### [Request]
Count the lines below that contain the word "fire", and give only that number.

--- Information provided ---

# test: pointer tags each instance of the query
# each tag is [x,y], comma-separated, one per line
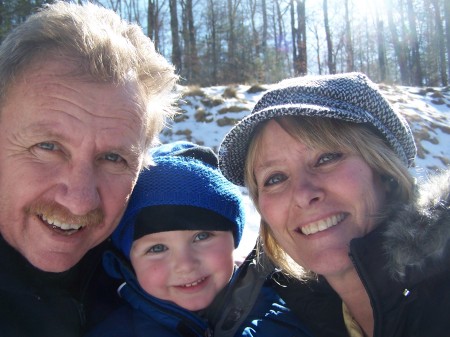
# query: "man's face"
[70,152]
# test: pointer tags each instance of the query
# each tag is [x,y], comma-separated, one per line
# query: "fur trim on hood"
[417,239]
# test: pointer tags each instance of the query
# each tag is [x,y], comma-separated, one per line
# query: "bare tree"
[399,48]
[416,67]
[331,62]
[447,33]
[176,50]
[348,40]
[381,47]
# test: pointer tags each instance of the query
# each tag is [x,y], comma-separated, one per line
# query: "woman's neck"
[352,292]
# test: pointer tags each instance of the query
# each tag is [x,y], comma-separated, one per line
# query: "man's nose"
[78,190]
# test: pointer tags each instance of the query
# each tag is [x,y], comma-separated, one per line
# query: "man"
[83,95]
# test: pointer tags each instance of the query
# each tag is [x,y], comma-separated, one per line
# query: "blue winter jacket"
[248,307]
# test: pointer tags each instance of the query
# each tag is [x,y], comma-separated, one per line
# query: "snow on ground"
[209,113]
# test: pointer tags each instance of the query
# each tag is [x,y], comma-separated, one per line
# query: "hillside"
[208,113]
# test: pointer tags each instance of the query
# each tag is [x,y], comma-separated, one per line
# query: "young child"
[175,247]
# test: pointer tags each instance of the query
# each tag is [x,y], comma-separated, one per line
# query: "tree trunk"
[348,41]
[381,48]
[440,37]
[301,38]
[331,62]
[176,51]
[398,46]
[414,46]
[447,33]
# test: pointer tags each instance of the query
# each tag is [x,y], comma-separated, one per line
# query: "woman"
[326,163]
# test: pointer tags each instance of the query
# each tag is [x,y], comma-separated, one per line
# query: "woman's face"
[315,201]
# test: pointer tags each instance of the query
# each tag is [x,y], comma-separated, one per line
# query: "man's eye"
[329,157]
[275,179]
[202,236]
[114,157]
[159,248]
[47,146]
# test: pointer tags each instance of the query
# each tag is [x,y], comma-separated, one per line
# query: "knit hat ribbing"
[183,174]
[351,97]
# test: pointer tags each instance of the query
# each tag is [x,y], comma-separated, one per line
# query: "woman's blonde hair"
[326,134]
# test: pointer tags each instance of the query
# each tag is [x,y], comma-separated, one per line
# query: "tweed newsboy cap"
[351,97]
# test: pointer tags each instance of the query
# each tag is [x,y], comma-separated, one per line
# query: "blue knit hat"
[183,190]
[350,97]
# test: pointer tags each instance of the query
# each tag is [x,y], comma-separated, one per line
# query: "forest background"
[218,42]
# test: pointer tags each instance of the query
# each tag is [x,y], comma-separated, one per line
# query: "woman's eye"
[329,157]
[159,248]
[202,236]
[275,179]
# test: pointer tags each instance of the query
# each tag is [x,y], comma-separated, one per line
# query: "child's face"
[188,268]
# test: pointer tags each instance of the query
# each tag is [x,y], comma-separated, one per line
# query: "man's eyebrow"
[44,129]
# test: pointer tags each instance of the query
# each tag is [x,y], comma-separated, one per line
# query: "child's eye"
[159,248]
[275,179]
[329,157]
[202,236]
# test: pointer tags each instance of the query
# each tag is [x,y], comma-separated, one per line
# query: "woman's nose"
[308,190]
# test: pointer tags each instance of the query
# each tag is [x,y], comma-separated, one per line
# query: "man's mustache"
[55,211]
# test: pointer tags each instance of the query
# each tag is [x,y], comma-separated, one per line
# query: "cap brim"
[234,147]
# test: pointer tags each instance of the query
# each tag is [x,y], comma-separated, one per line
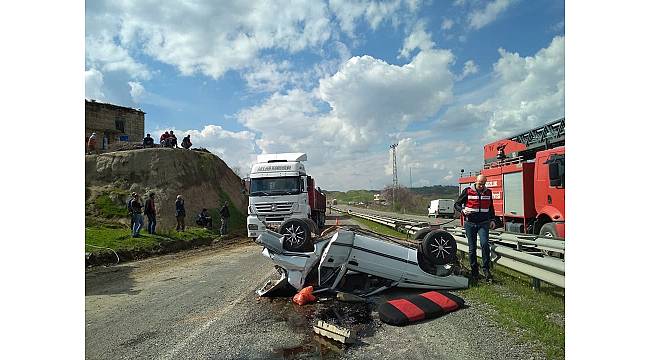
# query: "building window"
[119,125]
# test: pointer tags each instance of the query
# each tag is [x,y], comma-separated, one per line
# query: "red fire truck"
[526,175]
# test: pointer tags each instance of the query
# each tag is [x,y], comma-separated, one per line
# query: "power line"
[394,147]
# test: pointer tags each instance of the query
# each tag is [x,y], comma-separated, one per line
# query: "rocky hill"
[203,179]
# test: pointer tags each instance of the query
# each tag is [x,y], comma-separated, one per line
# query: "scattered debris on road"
[337,333]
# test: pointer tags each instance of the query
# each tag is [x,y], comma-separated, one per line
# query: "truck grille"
[273,208]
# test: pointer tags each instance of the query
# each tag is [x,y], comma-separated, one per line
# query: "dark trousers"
[151,225]
[482,230]
[224,226]
[180,222]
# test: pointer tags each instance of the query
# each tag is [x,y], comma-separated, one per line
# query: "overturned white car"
[383,262]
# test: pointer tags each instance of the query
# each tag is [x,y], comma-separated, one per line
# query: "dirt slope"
[202,178]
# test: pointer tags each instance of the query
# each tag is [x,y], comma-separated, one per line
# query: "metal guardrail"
[520,252]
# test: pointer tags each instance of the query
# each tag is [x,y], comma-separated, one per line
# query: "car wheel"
[439,247]
[420,234]
[297,235]
[548,230]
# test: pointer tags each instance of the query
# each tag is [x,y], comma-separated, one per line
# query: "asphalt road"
[201,304]
[433,221]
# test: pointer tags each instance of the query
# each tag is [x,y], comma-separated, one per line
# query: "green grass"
[119,238]
[237,222]
[519,308]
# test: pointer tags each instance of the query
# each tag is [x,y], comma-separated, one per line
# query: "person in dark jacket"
[225,215]
[204,219]
[129,209]
[150,211]
[138,220]
[147,141]
[180,213]
[186,144]
[475,204]
[174,141]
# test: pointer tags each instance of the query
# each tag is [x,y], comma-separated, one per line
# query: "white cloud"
[209,37]
[372,97]
[103,53]
[136,90]
[418,39]
[351,113]
[527,92]
[268,76]
[447,24]
[481,17]
[140,95]
[468,68]
[348,13]
[94,84]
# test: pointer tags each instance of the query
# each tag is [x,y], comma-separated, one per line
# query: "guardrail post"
[536,283]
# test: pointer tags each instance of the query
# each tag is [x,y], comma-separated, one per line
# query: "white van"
[441,208]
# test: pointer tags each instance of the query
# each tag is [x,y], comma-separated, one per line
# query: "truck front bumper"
[256,226]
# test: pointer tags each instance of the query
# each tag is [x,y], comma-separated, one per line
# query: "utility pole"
[394,147]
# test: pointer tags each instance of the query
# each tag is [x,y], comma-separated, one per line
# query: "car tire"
[439,247]
[297,235]
[420,234]
[548,230]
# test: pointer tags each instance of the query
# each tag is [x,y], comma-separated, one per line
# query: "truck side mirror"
[554,174]
[246,185]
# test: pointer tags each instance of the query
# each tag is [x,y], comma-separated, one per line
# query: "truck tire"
[548,230]
[439,247]
[297,235]
[420,234]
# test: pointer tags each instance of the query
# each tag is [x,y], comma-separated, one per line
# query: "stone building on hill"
[113,123]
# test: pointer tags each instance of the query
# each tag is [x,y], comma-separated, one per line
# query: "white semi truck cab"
[280,189]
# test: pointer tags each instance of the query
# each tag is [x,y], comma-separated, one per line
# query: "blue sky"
[339,80]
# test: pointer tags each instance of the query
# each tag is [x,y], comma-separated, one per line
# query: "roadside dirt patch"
[168,247]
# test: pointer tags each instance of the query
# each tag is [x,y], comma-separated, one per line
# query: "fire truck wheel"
[420,234]
[297,235]
[548,230]
[439,247]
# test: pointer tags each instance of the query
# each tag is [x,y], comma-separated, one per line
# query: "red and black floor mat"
[410,309]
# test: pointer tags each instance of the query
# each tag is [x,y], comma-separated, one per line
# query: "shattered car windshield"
[275,186]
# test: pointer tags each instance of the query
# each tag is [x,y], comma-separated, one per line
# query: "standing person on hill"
[138,220]
[186,144]
[163,139]
[180,213]
[129,209]
[147,141]
[150,211]
[92,144]
[475,203]
[225,215]
[172,137]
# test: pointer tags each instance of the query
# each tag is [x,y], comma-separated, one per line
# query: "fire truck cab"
[526,175]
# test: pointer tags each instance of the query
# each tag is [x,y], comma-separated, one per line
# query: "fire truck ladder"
[544,137]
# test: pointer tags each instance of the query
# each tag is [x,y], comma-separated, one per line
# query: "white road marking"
[181,345]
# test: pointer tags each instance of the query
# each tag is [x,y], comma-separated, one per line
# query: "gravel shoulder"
[201,304]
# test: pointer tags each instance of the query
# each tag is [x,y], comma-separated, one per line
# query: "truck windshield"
[275,186]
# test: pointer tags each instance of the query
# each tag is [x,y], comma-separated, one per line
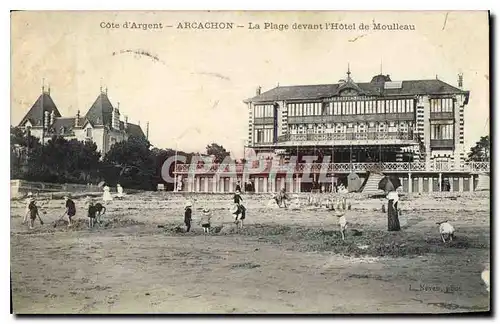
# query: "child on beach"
[205,220]
[91,214]
[188,216]
[29,199]
[70,209]
[33,209]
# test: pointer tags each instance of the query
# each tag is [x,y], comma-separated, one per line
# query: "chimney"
[46,119]
[77,119]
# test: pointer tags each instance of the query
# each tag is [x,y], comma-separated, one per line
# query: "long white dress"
[106,196]
[119,189]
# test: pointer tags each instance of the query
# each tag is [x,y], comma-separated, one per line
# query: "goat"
[446,229]
[342,223]
[485,276]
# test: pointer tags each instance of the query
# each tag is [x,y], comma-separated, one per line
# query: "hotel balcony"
[340,139]
[266,166]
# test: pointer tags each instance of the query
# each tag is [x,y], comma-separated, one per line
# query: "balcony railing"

---

### [Correct result]
4